------ Dataset records ------

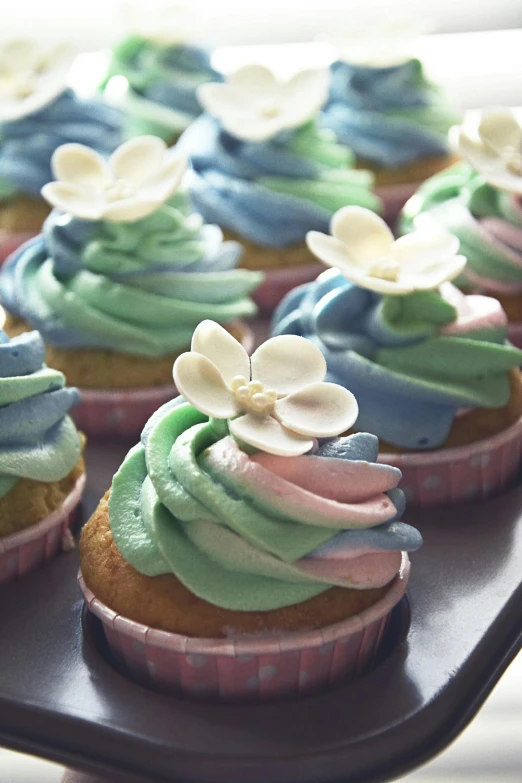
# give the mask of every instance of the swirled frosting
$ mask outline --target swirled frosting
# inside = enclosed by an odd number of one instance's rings
[[[113,479],[112,534],[141,573],[173,573],[227,609],[277,609],[333,585],[383,586],[401,550],[422,539],[398,521],[401,473],[375,464],[377,451],[377,438],[359,434],[303,457],[246,454],[174,401]]]
[[[80,395],[44,357],[37,332],[9,339],[0,331],[0,498],[21,478],[60,481],[80,458],[80,436],[67,416]]]
[[[143,117],[136,98],[160,104],[176,113],[165,125],[168,136],[168,132],[184,130],[201,113],[197,88],[223,78],[212,68],[209,52],[201,47],[165,46],[139,37],[128,38],[116,47],[106,81],[115,75],[124,76],[130,87],[126,113],[128,111],[131,135],[149,132],[147,118],[153,118],[150,111]],[[161,126],[161,114],[156,115],[156,122]]]
[[[52,345],[164,356],[205,318],[255,314],[248,294],[262,275],[236,269],[240,255],[182,193],[134,223],[54,211],[3,266],[0,298]]]
[[[468,257],[465,278],[492,293],[522,292],[522,204],[467,163],[426,180],[405,205],[401,230],[443,227]]]
[[[508,371],[522,351],[506,342],[495,299],[439,291],[382,296],[337,270],[292,291],[274,315],[274,334],[298,334],[323,352],[329,380],[359,401],[356,427],[396,446],[444,444],[462,408],[500,408]]]
[[[346,204],[380,211],[373,176],[350,168],[350,152],[314,122],[266,142],[246,142],[203,114],[178,147],[194,167],[191,195],[198,212],[259,245],[303,242],[311,229],[326,231]]]
[[[419,60],[383,68],[338,60],[331,71],[324,124],[359,159],[396,168],[448,154],[458,116]]]
[[[77,142],[109,154],[120,135],[119,111],[80,100],[70,90],[34,114],[0,124],[0,198],[39,196],[53,179],[51,157],[61,144]]]

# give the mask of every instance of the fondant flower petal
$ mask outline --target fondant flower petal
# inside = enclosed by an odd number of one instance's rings
[[[491,168],[503,166],[498,155],[485,146],[478,137],[474,137],[464,128],[457,132],[458,154],[467,161],[470,166],[479,171],[488,171]]]
[[[281,424],[300,435],[328,438],[348,430],[359,407],[348,389],[335,383],[312,383],[276,402]]]
[[[191,350],[206,356],[230,386],[232,379],[242,375],[250,380],[250,359],[235,337],[215,321],[202,321],[192,335]]]
[[[247,87],[249,90],[257,91],[274,89],[277,87],[277,81],[270,68],[264,65],[244,65],[238,68],[228,79],[229,84],[236,84]]]
[[[343,272],[344,274],[344,272]],[[345,277],[348,277],[345,275]],[[366,288],[368,291],[375,291],[377,294],[390,294],[390,296],[399,296],[402,294],[411,294],[415,290],[412,278],[404,280],[399,277],[398,280],[384,280],[382,277],[373,277],[359,272],[357,275],[351,275],[348,278],[359,288]]]
[[[393,245],[392,255],[405,270],[413,274],[422,272],[438,261],[444,261],[455,256],[460,242],[453,234],[443,232],[414,232],[397,239]]]
[[[0,48],[0,68],[13,74],[32,68],[41,49],[34,41],[7,41]]]
[[[348,254],[346,245],[340,239],[322,234],[320,231],[309,231],[306,235],[306,244],[309,250],[317,258],[339,269],[351,279],[351,274],[366,274],[366,269],[359,266]]]
[[[89,198],[83,188],[68,182],[49,182],[43,186],[42,196],[56,209],[76,217],[99,220],[102,216],[102,202]]]
[[[200,104],[217,119],[225,116],[243,116],[241,99],[244,97],[241,88],[227,82],[207,82],[197,89]]]
[[[111,155],[116,179],[125,179],[136,188],[159,173],[167,145],[157,136],[137,136],[122,144]]]
[[[173,376],[180,394],[201,413],[216,419],[229,419],[239,413],[234,395],[206,356],[181,354],[174,362]]]
[[[411,282],[417,291],[432,291],[443,283],[454,280],[458,277],[466,266],[466,256],[454,256],[453,258],[441,261],[438,264],[425,269],[422,274],[412,273]],[[409,275],[401,277],[401,282],[408,283]]]
[[[283,106],[288,116],[286,127],[303,125],[320,111],[328,98],[330,79],[328,69],[315,68],[297,73],[282,86]]]
[[[388,255],[393,246],[393,234],[384,220],[364,207],[342,207],[333,216],[330,230],[361,266]]]
[[[484,111],[478,132],[482,141],[497,153],[506,147],[521,148],[522,128],[511,109],[494,107]]]
[[[55,178],[61,182],[78,185],[91,192],[100,192],[112,181],[108,162],[90,147],[83,144],[62,144],[51,160]]]
[[[326,376],[326,361],[313,343],[294,334],[272,337],[254,351],[252,379],[279,395],[299,391]]]
[[[232,435],[267,454],[297,457],[310,451],[312,438],[290,432],[272,416],[254,416],[247,413],[229,423]]]
[[[162,200],[159,198],[142,198],[140,195],[111,201],[103,207],[103,217],[115,223],[133,223],[135,220],[152,215]]]
[[[187,171],[188,160],[184,155],[167,154],[160,172],[154,180],[142,188],[144,196],[156,196],[167,201],[178,189]]]

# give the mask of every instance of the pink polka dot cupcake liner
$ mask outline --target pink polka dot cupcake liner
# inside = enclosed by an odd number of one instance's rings
[[[71,527],[84,488],[85,474],[78,478],[61,508],[37,525],[0,538],[0,585],[15,582],[56,557],[58,552],[74,546]]]
[[[522,348],[522,322],[508,323],[508,340],[516,348]]]
[[[37,233],[37,231],[0,231],[0,263]]]
[[[250,353],[254,335],[243,322],[242,344]],[[178,396],[174,382],[143,389],[80,389],[81,402],[70,415],[78,429],[91,438],[137,437],[155,411]]]
[[[522,417],[503,432],[468,446],[380,454],[402,471],[408,506],[443,506],[491,497],[512,486],[522,464]]]
[[[399,185],[381,185],[375,188],[375,193],[379,196],[384,206],[382,216],[390,226],[393,227],[401,209],[408,199],[413,196],[418,187],[418,182],[408,182]]]
[[[262,312],[271,313],[293,288],[311,283],[321,272],[324,272],[323,264],[269,269],[265,272],[263,283],[252,294],[252,299]]]
[[[401,571],[380,601],[327,628],[227,639],[196,639],[135,623],[99,601],[81,573],[79,586],[102,622],[116,664],[133,680],[176,696],[266,702],[307,696],[367,671],[409,574],[403,553]]]

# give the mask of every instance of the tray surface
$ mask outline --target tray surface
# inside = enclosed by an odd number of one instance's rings
[[[83,516],[131,443],[91,443]],[[378,667],[302,701],[219,706],[153,693],[82,634],[77,553],[2,588],[0,743],[126,781],[380,781],[441,750],[518,652],[522,487],[452,509],[411,509],[411,625]],[[403,634],[408,611],[395,615]],[[94,628],[94,633],[96,629]]]

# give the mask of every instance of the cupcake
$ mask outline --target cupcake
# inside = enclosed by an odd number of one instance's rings
[[[248,345],[238,319],[255,314],[262,275],[236,269],[240,246],[191,211],[186,165],[154,136],[108,161],[60,147],[43,189],[55,210],[0,274],[7,333],[40,331],[49,366],[82,389],[87,434],[138,435],[174,396],[172,363],[205,317]]]
[[[130,34],[114,48],[103,88],[124,110],[128,138],[154,134],[173,144],[201,113],[197,88],[222,76],[195,42],[194,9],[147,4],[130,10]]]
[[[373,661],[422,539],[375,436],[336,437],[357,403],[325,375],[300,337],[250,360],[211,321],[176,360],[188,402],[154,414],[80,545],[88,607],[141,682],[265,700]]]
[[[49,207],[40,190],[57,147],[79,142],[110,153],[119,143],[119,112],[68,89],[71,63],[63,47],[0,47],[0,260],[41,230]]]
[[[463,163],[425,182],[402,213],[414,225],[451,231],[468,257],[465,290],[495,296],[522,347],[522,126],[509,109],[469,112],[452,141]]]
[[[317,125],[329,80],[327,70],[279,82],[261,66],[241,68],[226,84],[200,87],[206,113],[180,140],[196,209],[242,242],[244,268],[266,272],[256,301],[268,310],[317,275],[309,229],[326,230],[345,204],[381,207],[373,176],[350,168],[351,153]]]
[[[85,484],[81,437],[68,416],[79,401],[46,367],[38,332],[0,331],[0,584],[68,545]]]
[[[408,53],[407,30],[337,41],[324,125],[375,174],[394,219],[426,177],[450,165],[447,134],[458,114]]]
[[[408,500],[483,498],[515,479],[522,449],[522,351],[497,300],[451,284],[459,241],[419,231],[394,241],[372,212],[346,207],[308,245],[328,272],[296,289],[274,334],[310,339],[329,380],[360,401],[357,430],[381,440]]]

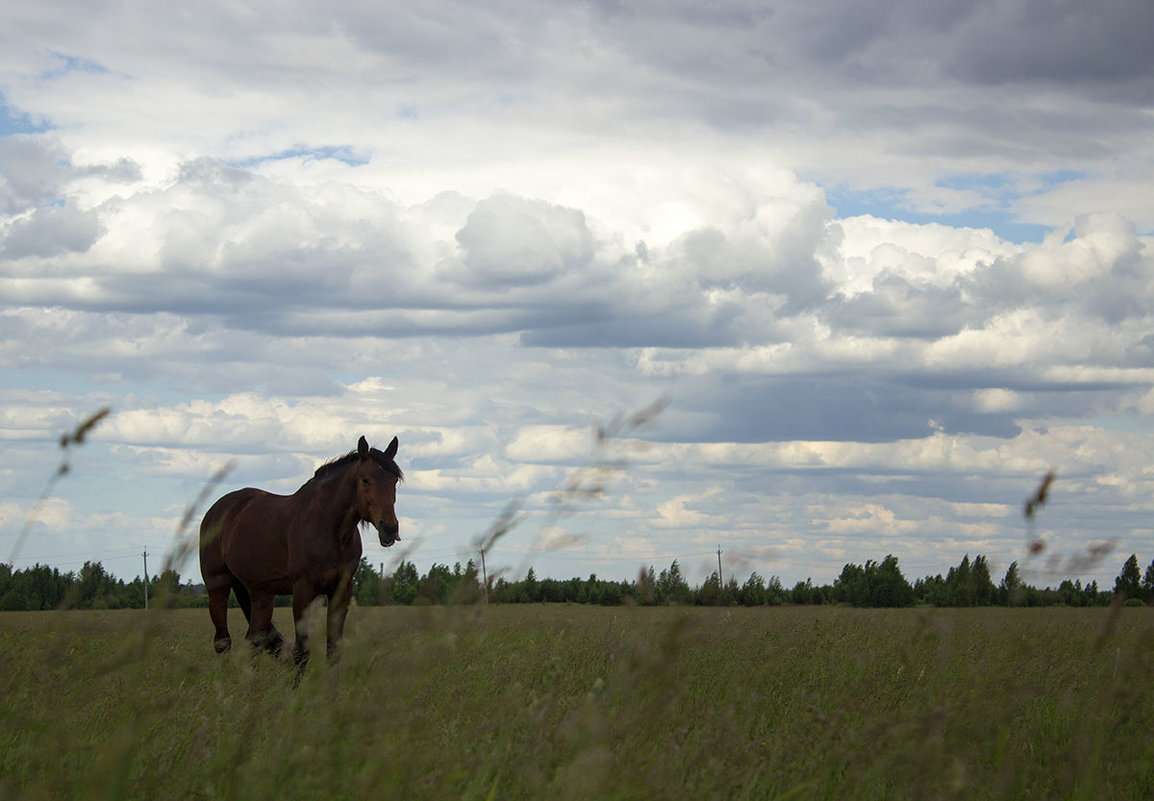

------

◆ Assigned task
When the string "polka" occurs in a line of the material, that line belongs in the answer.

◆ Exercise solution
# give the mask of every instance of the pink polka dot cupcake liner
$ mask outline --target pink polka dot cupcake liner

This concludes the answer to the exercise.